İstekler
1. Sayfa alıntısındaki "Çünkü her hazine bulunmak için bir çaba gerektirir." cümlesini İngilizceye çevirin.
2. Sayfa alıntısında "Hayattan kopup giden" sözcüklerinden başlayıp "oldu güzellikler ülkesine." sözcükleri de dahil olmak üzere oraya kadar uzanan kısmı harfi harfine tekrarlayın.

Sayfa alıntısı
---------------
Hayattan kopup giden her değer, insan hayatını oluşturan duvardan düşen her büyük parça, ardından kapanması zor gedikler, onarılması zaman alan ruhsal çöküntüler ve tedavi imkânı muğlak yaralar bırakır. Her giden, kendisiyle güzel şeyler de götürür. Değil mi ki, o da yedi güzelden bir güzeldi! Belki O, yaşarken güzelliği fark edilmedi, belki fark edilmek için bir çaba sarf etmedi. Çünkü her hazine bulunmak için bir çaba gerektirir. Hazineye muhtaç olanlar da hazineyi aramadı veya arama gereği hissetmedi, hazineye leş kargaları gibi üşüşmek isteyenler de onu aramaya çalışmadı. Üstat Necip Fazıl’ın dediği gibi: “Ey genç adam, yolumu adım adım bilirsin! / Erken gel, beni evde bulamayabilirsin!” Yolunu adım adım bilemediğimiz, bulmak için aramadığımız ve tanıyamadıklarımızdan bir tanıdık gitti aramızdan. Yedi güzelden bir güzel daha böylece gitmiş oldu güzellikler ülkesine.

Yazdıklarından çok da haberdar değildik. Küsmüş veya küstürülmüş, yalnızlığına, sırça köşküne çekilmişti. Sadece adı vardı ve dolanıyordu dilimizde. Belki “Klas Duruş”u vardı, ama biz farkında değildik, ümmet olarak böyle bir duruşa sahip olmamız için kendisinde “Umut” hep vardı. Ülke sınırının ötesine taşarak, bütün İslâm âlemine seslenirken, evrensel bildirileri ile Türkiye’nin geçirdiği yabancılaşma hareketlerini eleştirirken, bir uyanış simgesi olarak aralıksız yabancılaştırma girişimlerini vurgularken biz Müslümanlardan aslında tekrar özümüze dönmeyi ve Allah’a ve Resûlü’ne verdiğimiz sözü, “Biat”ı birkaç defa hatırlatma gereği hissetmiştir. Suya sabuna dokunmayan tipten değildi. Yaranmak için kırk takla atan bir adam hiç değildi. “Klas Duruş”unu hep korudu.

Kendi tabiriyle Kudüs’ü her zaman “bir kol saati gibi” taşıdı ve onun saati her zaman Kudüs’e ayarlıydı. Çünkü Kudüs’e ayarlanmayan saat boşa geçirilen vakittir; o saati buz tutar, göz görmez. Onun deyimiyle anne bir çocuğu Kudüs yapar, adam baba olunca da içinde bir Kudüs canlanır. Kudüs için ve Kudüs adına ancak yürününce adamın atağına Kudüs gücü gelir. Onun dilinden iki kutsalımız olan “Anneler ve Kudüsler” düşmemiştir. Kudüs onun şiirlerinde ve yüreğinde çok müstesna bir yer edinmiştir.
---------------
Veri kümesi kayıtları
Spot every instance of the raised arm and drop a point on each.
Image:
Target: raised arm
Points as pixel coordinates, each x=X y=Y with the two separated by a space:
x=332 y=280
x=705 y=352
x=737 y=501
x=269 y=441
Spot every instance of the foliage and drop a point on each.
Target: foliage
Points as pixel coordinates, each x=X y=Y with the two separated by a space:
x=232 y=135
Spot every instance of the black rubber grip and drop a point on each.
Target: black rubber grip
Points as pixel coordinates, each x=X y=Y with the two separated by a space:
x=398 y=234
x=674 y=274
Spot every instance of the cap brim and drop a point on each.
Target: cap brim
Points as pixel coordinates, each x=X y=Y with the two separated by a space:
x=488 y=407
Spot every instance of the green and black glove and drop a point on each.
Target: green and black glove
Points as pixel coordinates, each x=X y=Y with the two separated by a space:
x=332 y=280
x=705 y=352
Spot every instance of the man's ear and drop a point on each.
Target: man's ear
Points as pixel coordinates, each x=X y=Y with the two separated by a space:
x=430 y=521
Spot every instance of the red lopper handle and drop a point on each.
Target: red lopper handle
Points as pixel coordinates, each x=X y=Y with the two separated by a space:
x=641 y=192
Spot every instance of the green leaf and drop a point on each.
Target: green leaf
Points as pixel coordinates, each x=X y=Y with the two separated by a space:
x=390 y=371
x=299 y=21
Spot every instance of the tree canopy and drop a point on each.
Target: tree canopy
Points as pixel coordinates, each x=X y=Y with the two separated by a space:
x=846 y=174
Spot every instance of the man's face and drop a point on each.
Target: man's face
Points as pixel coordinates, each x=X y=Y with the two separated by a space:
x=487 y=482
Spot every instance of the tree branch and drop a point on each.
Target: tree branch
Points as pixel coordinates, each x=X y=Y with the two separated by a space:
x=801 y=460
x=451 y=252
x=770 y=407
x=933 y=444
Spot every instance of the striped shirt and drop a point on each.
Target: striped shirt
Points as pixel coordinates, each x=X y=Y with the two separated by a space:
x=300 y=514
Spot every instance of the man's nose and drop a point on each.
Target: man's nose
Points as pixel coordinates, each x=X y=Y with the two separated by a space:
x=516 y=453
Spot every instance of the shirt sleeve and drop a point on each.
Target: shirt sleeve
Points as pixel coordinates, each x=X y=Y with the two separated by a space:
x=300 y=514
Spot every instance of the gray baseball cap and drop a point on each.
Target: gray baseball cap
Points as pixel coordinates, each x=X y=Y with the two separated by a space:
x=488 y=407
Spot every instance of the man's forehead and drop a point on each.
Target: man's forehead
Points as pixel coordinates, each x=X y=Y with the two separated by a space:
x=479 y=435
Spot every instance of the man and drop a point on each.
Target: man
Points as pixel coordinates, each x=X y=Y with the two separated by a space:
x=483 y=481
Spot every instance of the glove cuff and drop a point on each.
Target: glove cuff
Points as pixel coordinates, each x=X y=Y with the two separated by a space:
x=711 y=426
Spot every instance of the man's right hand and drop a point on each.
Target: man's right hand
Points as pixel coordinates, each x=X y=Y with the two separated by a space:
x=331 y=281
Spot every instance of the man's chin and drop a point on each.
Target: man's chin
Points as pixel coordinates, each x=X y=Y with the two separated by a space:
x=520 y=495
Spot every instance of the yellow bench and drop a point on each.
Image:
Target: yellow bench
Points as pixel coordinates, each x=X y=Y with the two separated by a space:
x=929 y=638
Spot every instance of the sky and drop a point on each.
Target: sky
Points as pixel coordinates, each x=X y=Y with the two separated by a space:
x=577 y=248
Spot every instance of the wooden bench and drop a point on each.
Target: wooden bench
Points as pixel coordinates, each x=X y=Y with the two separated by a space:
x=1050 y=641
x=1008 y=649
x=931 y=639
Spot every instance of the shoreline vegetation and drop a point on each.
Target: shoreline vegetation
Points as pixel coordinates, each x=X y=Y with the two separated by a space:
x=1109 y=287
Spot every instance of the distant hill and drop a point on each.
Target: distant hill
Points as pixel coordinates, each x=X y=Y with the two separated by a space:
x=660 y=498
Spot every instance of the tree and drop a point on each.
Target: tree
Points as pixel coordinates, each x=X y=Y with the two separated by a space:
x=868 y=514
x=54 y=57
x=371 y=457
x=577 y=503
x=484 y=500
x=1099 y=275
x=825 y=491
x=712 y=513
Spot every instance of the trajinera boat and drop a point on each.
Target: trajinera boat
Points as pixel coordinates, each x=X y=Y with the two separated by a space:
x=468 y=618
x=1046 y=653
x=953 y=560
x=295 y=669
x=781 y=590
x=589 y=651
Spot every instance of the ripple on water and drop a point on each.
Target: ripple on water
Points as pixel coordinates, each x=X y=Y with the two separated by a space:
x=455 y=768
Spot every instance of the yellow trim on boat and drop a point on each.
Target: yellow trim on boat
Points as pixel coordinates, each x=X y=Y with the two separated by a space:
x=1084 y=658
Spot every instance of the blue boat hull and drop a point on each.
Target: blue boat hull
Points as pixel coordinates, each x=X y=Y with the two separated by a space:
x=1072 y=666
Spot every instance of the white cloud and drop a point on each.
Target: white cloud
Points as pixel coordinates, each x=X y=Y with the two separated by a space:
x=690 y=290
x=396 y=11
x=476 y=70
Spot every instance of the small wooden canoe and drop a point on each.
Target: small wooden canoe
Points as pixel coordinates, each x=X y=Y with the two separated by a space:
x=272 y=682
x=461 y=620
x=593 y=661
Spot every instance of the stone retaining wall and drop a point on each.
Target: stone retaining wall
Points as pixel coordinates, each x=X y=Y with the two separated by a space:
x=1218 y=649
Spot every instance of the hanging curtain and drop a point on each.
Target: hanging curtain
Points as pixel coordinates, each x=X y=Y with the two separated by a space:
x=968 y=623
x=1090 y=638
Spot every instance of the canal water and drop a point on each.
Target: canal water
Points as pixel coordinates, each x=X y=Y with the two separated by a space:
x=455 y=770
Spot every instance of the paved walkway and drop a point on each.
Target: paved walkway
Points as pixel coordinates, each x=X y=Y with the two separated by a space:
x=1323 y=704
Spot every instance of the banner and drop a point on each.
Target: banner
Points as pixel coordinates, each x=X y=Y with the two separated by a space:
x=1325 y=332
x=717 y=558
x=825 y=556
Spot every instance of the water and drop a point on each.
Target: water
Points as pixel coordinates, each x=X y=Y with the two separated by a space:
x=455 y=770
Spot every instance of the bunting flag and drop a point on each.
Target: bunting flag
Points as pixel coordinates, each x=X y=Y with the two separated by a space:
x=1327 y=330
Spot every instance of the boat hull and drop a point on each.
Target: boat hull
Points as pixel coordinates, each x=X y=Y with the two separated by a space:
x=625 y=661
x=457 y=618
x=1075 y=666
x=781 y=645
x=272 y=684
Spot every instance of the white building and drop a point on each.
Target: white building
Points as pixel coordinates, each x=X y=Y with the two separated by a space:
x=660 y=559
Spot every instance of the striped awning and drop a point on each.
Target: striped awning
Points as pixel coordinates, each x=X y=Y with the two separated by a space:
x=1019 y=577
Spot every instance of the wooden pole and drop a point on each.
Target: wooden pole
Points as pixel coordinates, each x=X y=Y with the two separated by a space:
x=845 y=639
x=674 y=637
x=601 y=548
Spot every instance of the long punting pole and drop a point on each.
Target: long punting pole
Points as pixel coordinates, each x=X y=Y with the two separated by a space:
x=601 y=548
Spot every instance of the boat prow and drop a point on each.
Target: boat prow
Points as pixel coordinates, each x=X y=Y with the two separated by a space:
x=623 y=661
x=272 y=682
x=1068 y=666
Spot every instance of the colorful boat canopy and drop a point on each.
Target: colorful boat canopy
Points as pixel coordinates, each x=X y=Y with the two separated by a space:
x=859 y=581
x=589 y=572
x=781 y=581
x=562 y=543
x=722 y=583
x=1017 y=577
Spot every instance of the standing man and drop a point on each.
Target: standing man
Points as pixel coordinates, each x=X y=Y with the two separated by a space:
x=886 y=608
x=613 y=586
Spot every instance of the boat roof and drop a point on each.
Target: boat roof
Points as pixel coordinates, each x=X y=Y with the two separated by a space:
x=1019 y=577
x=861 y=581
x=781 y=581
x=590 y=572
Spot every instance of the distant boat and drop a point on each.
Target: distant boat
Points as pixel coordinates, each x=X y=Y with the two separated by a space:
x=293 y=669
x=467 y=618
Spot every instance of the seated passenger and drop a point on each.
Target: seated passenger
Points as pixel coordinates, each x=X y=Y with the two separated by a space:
---------------
Alıştırma yanıtları
1. Because every treasure requires an effort to be found.

2.
Hayattan kopup giden her değer, insan hayatını oluşturan duvardan düşen her büyük parça, ardından kapanması zor gedikler, onarılması zaman alan ruhsal çöküntüler ve tedavi imkânı muğlak yaralar bırakır. Her giden, kendisiyle güzel şeyler de götürür. Değil mi ki, o da yedi güzelden bir güzeldi! Belki O, yaşarken güzelliği fark edilmedi, belki fark edilmek için bir çaba sarf etmedi. Çünkü her hazine bulunmak için bir çaba gerektirir. Hazineye muhtaç olanlar da hazineyi aramadı veya arama gereği hissetmedi, hazineye leş kargaları gibi üşüşmek isteyenler de onu aramaya çalışmadı. Üstat Necip Fazıl’ın dediği gibi: “Ey genç adam, yolumu adım adım bilirsin! / Erken gel, beni evde bulamayabilirsin!” Yolunu adım adım bilemediğimiz, bulmak için aramadığımız ve tanıyamadıklarımızdan bir tanıdık gitti aramızdan. Yedi güzelden bir güzel daha böylece gitmiş oldu güzellikler ülkesine.